_DIRECTIONS FOR THIS TASK_:
The answer must be every line of the data that holds the word "side".

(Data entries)
★ ★ ★ ★

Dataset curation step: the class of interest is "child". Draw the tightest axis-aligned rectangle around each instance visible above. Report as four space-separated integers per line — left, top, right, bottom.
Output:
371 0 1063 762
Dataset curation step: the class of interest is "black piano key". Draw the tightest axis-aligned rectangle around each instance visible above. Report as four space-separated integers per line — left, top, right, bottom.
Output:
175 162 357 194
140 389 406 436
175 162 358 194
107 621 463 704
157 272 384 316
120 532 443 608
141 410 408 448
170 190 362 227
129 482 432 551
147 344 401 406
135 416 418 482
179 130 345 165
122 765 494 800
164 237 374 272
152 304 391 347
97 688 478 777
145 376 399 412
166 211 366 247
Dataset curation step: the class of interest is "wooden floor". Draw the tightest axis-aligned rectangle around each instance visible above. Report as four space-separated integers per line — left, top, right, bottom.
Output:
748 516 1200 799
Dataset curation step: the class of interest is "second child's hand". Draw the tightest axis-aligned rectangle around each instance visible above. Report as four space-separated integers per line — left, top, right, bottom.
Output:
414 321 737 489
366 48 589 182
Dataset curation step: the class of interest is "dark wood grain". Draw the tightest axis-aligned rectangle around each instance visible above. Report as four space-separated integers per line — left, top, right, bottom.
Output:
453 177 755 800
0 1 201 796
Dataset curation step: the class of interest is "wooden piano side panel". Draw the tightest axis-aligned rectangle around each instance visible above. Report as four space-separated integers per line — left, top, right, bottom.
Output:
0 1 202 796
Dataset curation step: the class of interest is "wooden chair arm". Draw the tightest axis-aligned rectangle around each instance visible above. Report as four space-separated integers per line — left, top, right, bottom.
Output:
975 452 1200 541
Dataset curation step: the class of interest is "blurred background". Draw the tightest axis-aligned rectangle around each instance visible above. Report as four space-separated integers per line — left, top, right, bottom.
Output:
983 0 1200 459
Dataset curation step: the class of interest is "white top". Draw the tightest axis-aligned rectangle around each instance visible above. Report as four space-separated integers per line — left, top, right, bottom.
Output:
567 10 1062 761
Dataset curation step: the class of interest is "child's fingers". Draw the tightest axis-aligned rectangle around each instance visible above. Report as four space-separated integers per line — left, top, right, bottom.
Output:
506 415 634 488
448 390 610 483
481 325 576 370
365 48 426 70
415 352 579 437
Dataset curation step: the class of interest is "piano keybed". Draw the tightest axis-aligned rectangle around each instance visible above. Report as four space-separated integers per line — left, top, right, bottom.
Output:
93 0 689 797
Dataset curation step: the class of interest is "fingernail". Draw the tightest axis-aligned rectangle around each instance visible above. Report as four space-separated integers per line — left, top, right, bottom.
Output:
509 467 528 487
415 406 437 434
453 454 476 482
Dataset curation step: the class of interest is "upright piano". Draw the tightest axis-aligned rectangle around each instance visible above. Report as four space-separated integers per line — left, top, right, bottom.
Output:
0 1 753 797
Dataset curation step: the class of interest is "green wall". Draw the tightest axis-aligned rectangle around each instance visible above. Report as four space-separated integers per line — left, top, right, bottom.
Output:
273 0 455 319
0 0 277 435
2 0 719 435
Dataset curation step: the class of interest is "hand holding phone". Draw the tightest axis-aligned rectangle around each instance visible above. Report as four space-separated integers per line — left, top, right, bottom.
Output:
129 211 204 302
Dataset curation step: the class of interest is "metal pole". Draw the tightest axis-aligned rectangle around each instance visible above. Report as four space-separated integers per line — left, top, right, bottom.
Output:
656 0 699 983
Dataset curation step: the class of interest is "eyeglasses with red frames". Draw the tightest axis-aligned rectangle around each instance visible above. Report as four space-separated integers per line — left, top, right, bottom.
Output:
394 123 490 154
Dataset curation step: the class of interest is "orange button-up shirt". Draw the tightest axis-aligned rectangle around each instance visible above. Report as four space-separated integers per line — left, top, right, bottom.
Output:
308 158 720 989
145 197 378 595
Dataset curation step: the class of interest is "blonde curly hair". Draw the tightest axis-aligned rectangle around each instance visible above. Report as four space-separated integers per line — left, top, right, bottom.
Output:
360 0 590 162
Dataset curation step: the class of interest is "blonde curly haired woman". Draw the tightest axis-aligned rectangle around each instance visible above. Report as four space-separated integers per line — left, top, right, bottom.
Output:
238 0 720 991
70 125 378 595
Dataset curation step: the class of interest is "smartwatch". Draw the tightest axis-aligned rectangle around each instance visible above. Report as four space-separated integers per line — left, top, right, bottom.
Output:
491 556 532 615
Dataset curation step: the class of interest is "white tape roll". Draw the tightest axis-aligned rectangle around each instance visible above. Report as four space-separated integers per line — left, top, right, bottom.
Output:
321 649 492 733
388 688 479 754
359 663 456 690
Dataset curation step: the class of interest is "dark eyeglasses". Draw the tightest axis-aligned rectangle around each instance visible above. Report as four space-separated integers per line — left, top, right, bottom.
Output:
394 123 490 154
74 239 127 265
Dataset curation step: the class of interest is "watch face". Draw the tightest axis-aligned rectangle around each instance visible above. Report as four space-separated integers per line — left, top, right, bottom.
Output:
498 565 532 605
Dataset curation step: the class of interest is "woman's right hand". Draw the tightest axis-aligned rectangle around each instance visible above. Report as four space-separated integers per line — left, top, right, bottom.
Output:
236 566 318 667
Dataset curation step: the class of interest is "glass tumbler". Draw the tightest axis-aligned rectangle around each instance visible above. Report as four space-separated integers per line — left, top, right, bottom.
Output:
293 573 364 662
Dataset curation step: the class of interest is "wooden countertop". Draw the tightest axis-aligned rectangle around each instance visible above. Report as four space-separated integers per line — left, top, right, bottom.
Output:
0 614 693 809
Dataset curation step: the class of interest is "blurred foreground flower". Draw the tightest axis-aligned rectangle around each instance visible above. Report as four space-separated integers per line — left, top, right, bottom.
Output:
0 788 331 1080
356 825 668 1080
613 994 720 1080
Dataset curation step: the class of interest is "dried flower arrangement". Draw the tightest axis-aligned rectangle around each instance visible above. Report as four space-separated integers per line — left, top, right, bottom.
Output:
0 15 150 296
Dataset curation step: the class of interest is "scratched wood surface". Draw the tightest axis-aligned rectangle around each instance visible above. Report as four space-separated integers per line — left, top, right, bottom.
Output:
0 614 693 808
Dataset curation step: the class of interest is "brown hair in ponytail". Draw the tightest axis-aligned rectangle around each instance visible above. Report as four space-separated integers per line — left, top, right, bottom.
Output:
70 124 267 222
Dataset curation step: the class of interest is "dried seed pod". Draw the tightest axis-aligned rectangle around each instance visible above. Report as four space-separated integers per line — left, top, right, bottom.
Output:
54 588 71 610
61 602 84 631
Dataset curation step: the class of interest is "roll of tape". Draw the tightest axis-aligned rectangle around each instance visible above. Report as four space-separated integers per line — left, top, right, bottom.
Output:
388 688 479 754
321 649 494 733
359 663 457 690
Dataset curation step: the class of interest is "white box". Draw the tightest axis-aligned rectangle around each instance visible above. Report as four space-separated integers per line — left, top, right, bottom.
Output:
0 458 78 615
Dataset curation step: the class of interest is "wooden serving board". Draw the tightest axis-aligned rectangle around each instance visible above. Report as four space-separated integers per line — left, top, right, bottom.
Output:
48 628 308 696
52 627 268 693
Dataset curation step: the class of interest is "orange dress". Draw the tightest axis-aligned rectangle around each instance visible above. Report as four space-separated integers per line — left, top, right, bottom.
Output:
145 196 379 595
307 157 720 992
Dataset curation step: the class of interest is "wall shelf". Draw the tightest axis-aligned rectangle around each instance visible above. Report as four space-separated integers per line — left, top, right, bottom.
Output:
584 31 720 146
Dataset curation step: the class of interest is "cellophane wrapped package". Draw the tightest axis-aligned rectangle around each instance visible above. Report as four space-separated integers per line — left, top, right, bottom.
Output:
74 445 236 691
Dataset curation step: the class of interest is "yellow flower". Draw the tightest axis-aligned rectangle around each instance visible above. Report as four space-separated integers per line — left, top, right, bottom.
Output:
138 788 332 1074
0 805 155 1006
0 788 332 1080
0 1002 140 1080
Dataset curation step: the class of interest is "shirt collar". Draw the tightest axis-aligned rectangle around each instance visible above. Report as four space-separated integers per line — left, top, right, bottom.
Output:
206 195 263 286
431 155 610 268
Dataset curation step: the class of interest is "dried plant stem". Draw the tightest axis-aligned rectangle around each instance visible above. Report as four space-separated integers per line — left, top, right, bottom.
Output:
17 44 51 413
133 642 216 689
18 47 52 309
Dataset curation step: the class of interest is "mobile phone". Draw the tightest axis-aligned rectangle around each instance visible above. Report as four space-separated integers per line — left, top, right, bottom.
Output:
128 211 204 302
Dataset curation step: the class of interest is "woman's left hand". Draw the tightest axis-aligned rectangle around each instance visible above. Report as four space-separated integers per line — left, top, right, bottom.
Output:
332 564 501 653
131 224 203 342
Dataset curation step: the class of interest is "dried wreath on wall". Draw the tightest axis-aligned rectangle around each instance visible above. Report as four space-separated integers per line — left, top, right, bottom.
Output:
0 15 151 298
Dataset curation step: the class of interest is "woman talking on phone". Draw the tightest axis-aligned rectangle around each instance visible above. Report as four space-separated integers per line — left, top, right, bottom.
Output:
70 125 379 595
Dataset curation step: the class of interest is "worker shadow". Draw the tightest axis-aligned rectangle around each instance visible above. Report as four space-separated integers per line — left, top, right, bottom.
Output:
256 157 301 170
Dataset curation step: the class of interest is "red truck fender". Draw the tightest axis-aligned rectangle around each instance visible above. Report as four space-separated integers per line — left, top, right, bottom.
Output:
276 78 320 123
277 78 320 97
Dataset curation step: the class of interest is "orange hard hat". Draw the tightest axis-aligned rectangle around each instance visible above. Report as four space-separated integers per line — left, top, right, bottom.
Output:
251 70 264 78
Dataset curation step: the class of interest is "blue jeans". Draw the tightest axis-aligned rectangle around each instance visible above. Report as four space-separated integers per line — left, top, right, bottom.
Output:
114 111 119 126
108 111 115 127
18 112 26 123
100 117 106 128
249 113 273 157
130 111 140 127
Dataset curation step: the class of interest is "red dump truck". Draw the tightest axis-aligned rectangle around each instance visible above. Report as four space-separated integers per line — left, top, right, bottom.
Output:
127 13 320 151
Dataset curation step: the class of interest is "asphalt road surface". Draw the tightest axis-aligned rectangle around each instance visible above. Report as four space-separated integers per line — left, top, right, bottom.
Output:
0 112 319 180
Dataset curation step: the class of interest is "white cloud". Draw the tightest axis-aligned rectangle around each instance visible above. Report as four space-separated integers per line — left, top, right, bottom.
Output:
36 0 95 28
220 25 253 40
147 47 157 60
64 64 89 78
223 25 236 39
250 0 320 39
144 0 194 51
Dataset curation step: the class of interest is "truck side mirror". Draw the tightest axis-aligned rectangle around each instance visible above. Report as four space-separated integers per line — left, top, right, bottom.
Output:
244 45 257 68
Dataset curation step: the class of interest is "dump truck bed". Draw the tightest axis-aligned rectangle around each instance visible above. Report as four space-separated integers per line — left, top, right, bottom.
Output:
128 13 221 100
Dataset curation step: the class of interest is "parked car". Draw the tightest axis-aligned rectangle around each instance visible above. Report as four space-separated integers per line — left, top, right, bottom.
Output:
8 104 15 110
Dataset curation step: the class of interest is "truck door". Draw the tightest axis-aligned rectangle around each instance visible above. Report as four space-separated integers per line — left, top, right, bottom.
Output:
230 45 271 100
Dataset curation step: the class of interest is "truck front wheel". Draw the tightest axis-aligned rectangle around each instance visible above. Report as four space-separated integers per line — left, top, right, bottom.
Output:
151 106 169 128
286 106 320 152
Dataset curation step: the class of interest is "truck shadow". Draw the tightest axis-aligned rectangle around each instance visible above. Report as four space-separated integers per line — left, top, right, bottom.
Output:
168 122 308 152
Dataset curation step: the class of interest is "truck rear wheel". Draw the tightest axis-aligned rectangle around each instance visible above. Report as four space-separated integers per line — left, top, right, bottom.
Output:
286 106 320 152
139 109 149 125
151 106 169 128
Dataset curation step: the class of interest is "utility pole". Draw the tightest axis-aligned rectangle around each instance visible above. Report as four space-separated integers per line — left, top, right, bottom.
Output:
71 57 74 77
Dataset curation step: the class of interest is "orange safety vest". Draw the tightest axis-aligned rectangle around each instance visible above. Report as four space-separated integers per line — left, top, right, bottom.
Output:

★ ★ ★ ★

_ANSWER TO THE EXERCISE_:
Dataset curation step: the class of interest is "wooden piano side panel". Draw the tightest axis-aligned rectangle around each instance visible above. Report as four space-separated integers per line — left, top, right, bottom.
Dataset curation step: the class of interest is "truck side mirror". Draw the tightest axis-aligned rectangle around each instance visible above. Report as four space-separated integers per line — left, top, right, bottom.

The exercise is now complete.